Stated goal » Please transcribe all of the records below word for word, keeping every line unchanged.

Records
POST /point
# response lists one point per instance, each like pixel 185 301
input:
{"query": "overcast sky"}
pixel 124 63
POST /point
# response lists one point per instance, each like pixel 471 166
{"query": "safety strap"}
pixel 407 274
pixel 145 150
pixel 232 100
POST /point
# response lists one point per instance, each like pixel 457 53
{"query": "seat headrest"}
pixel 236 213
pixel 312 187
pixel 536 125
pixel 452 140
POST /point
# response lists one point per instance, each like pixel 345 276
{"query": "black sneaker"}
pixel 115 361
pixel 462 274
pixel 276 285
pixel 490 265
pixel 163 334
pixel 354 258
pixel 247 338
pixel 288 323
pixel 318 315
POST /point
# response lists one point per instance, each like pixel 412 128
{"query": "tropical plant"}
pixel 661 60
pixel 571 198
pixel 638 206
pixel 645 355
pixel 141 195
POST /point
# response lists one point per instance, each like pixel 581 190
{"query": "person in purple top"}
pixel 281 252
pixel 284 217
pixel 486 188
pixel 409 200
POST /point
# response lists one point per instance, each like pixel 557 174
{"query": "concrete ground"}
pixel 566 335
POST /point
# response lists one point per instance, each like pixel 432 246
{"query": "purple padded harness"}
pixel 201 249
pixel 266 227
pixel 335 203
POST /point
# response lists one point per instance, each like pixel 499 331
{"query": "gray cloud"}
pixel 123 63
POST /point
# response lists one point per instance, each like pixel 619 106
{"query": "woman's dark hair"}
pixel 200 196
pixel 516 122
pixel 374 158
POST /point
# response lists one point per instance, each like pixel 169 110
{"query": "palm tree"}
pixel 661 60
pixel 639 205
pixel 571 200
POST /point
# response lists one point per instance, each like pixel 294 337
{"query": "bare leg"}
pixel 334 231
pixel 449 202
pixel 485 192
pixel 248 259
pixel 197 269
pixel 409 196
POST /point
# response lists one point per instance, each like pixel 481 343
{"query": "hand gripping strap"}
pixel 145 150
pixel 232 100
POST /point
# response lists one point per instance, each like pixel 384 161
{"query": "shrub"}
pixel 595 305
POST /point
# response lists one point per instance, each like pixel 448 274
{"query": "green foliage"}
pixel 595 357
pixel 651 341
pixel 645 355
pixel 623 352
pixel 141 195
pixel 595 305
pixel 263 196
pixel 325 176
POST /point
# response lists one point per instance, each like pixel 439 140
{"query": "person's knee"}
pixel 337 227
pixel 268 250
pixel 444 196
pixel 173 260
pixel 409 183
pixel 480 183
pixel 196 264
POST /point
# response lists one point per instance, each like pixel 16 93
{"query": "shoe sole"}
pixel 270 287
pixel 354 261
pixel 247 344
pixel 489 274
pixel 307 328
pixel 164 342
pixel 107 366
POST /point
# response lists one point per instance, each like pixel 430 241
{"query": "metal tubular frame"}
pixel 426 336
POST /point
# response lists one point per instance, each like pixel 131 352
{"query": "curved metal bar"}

The completed task »
POST /point
# response lists one point per instance, each like pixel 185 301
input:
{"query": "overcast sky"}
pixel 124 63
POST /point
# response lists one point per instance, each like pixel 471 166
{"query": "safety strap"}
pixel 407 274
pixel 145 150
pixel 232 100
POST /point
# response lists one point per instance, each like pixel 457 53
{"query": "seat headrest"}
pixel 236 213
pixel 312 187
pixel 536 125
pixel 452 140
POST /point
# response lists one point per instance, each like pixel 345 276
{"query": "black sneaker"}
pixel 115 361
pixel 462 274
pixel 276 285
pixel 490 265
pixel 163 334
pixel 354 258
pixel 247 338
pixel 288 323
pixel 318 315
POST /point
# response lists one point per instance, each like pixel 412 128
{"query": "tropical plant"}
pixel 661 60
pixel 571 198
pixel 638 206
pixel 645 355
pixel 141 195
POST /point
# response lists one point per instance, each like pixel 581 190
{"query": "person in purple top"}
pixel 281 252
pixel 284 217
pixel 486 188
pixel 409 200
POST /point
# response lists one point per instance, each like pixel 557 174
{"query": "concrete ground"}
pixel 566 335
POST /point
# response lists one point per instance, each like pixel 432 246
{"query": "purple padded harness"}
pixel 201 249
pixel 266 227
pixel 335 203
POST /point
# response lists one point per instance, each like pixel 499 331
{"query": "gray cloud"}
pixel 123 63
POST /point
# response lists one point per instance, each like pixel 619 106
{"query": "woman's dark hair"}
pixel 200 196
pixel 516 122
pixel 374 158
POST /point
# response lists one point per instance, each like pixel 169 110
{"query": "palm tree"}
pixel 661 60
pixel 639 205
pixel 571 200
POST /point
# response lists one point per instance, each like pixel 294 337
{"query": "bare leg"}
pixel 334 231
pixel 449 202
pixel 485 192
pixel 248 259
pixel 197 269
pixel 409 196
POST /point
# response lists one point per instance, each like pixel 481 343
{"query": "hand gripping strap"}
pixel 145 150
pixel 232 100
POST /point
# response lists one point per instance, each like pixel 384 161
{"query": "shrub"}
pixel 595 305
POST /point
# response lists one point per instance, each like pixel 448 274
{"query": "green foliage"}
pixel 595 357
pixel 651 341
pixel 645 355
pixel 623 352
pixel 141 195
pixel 595 305
pixel 263 196
pixel 325 176
POST /point
# response lists one point per instance, each like pixel 439 140
{"query": "person's knee"}
pixel 337 227
pixel 268 250
pixel 444 196
pixel 173 260
pixel 409 183
pixel 480 183
pixel 196 264
POST /point
# response lists one point per instance, each like pixel 16 93
{"query": "shoe sole"}
pixel 270 287
pixel 354 261
pixel 247 344
pixel 489 274
pixel 307 328
pixel 164 342
pixel 107 366
POST /point
# response lists one point per instance, each like pixel 430 241
{"query": "metal tubular frame"}
pixel 426 336
POST /point
# response lists one point per instance, each like pixel 131 352
{"query": "curved metal bar"}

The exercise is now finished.